Work to do — Pull out each line below that contains the word "blue" and copy it in full.

(Location identification entries)
+++++
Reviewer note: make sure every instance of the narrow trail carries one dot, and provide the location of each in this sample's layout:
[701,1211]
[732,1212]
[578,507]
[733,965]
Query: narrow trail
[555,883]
+++++
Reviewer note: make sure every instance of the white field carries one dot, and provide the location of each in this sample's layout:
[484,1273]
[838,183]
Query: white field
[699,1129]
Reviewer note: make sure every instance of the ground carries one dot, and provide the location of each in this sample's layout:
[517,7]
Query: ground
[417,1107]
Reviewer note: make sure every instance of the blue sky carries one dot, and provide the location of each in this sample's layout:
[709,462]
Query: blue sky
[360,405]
+++++
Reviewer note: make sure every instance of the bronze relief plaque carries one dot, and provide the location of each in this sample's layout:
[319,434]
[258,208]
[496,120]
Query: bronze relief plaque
+++++
Finished task —
Reviewer note: make sure every instance of the blue sky carries one dot, and provide the location of each in this sample's layout:
Query: blue sky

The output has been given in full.